▸ Document extract:
Djurica Resanovic had a motorbike accident several years ago that resulted in the amputation of his leg above the knee. Through novel neuroprosthetic leg technology, Resanovic was successfully merged with his bionic leg during clinical trials in Belgrade, Serbia.

“After all of these years, I could feel my leg and my foot again, as if it were my own leg,” reported Resanovic about the bionic leg prototype. “It was very interesting. You don’t need to concentrate to walk, you can just look forward and step. You don’t need to look at where your leg is to avoid falling.”

Scientists from a European consortium led by Swiss institutions, ETH Zurich and Ecole Polytechnique Fédérale de Lausanne (EPFL) spin-off SensArs Neuroprosthetics, in collaboration with institutions in Belgrade, successfully implemented bionic leg technology in clinical trials with three amputees. The results appear in Science Translational Medicine.

“We showed that less mental effort is needed to control the bionic leg because the amputee feels as though their prosthetic limb belongs to their own body,” explained study leader Stanisa Raspopovic, PhD, ETH Zurich professor and co-founder of SensArs Neuroprosthetics.

“This is the first prosthesis in the world for above-knee leg amputees equipped with sensory feedback. We show that the feedback is crucial for relieving the mental burden of wearing a prosthetic limb, which, in turn, leads to improved performance and ease of use.”

Wearing a blindfold and earplugs, Resanovic could feel his bionic leg prototype thanks to sensory information that was delivered wirelessly via electrodes surgically placed into his residual limb’s intact nervous system. These electrodes pierce through the intact tibial nerve instead of wrapping around it.

“I could tell when they touched the [big toe], the heel, or anywhere else on the foot,” said Resanovic. “I could even tell how much the knee was flexed.”

Resanovic is one of three leg amputees, all with above-knee amputations, who participated in a three-month clinical study to test new bionic leg technology.

▸ Instructions:
A – Reproduce the passage of the bionic leg article starting at "Scientists from a" and ending at "of SensArs Neuroprosthetics.".
B – Resume the bionic leg article after its last sentence and keep writing it.

▸ Source information:
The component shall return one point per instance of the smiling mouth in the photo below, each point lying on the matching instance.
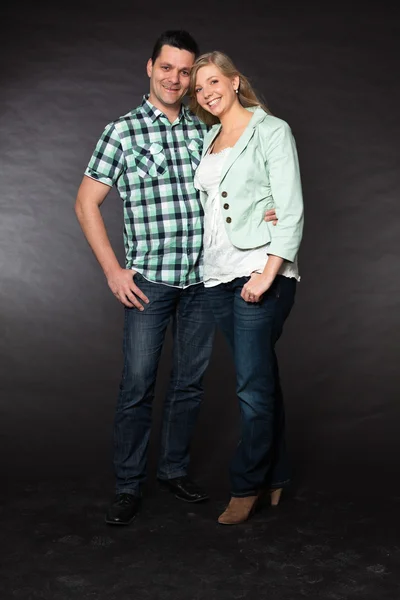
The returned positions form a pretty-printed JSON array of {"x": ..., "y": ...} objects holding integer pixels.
[{"x": 213, "y": 102}]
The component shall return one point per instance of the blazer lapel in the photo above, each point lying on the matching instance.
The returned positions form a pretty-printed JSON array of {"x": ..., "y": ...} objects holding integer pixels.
[
  {"x": 237, "y": 149},
  {"x": 209, "y": 139}
]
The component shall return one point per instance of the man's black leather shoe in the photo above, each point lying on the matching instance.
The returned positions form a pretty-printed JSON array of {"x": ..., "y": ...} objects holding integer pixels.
[
  {"x": 123, "y": 510},
  {"x": 184, "y": 489}
]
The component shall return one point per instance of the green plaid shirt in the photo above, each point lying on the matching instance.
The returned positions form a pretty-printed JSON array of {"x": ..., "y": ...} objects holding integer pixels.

▸ Responses to the exercise:
A –
Scientists from a European consortium led by Swiss institutions, ETH Zurich and Ecole Polytechnique Fédérale de Lausanne (EPFL) spin-off SensArs Neuroprosthetics, in collaboration with institutions in Belgrade, successfully implemented bionic leg technology in clinical trials with three amputees. The results appear in Science Translational Medicine.

“We showed that less mental effort is needed to control the bionic leg because the amputee feels as though their prosthetic limb belongs to their own body,” explained study leader Stanisa Raspopovic, PhD, ETH Zurich professor and co-founder of SensArs Neuroprosthetics.

B –
The fundamental neuroengineering principle is about merging body and machine. It involves imitating the electrical signals that the nervous system would have normally received from the person’s biological leg. Specifically, the bionic leg prototype is equipped with seven sensors along the sole of the foot and one encoder at the knee that detects how much the knee is flexed. These sensors generate information about touch and movement from the prosthesis. Next, the raw signals are engineered via a smart algorithm into biosignals that are delivered into the residual limb’s nervous system into the tibial nerve via intraneural electrodes, and these signals reach the brain for interpretation.

Via detailed sensations from the sole of the artificial foot and artificial knee, all three patients could maneuver through obstacles without looking at their artificial limb as they walked. They could stumble over objects yet mitigate falling. Most importantly, brain imaging and psychophysical tests confirmed that the brain is less involved with the bionic leg, leaving more mental capacity available to successfully complete various tasks.

These results complement a study that demonstrated other clinical benefits of the bionic technology, such as reducing phantom limb pain and fatigue.

This article was adapted from information provided by EPFL.